Take each line from the entries that holds "Task" and copy it out.

**********

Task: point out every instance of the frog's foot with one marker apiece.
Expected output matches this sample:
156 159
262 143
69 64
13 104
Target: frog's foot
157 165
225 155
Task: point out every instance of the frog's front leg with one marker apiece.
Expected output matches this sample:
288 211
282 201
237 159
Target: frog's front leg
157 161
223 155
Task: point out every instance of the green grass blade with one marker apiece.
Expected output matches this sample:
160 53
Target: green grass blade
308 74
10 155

**********

Written answer:
Task: point out every instance of the frog's foot with one marker apiece.
Task: point out every instance of the frog's front leg with one marker apiece.
Task: point out every instance of the green grass blade with one marker apiece.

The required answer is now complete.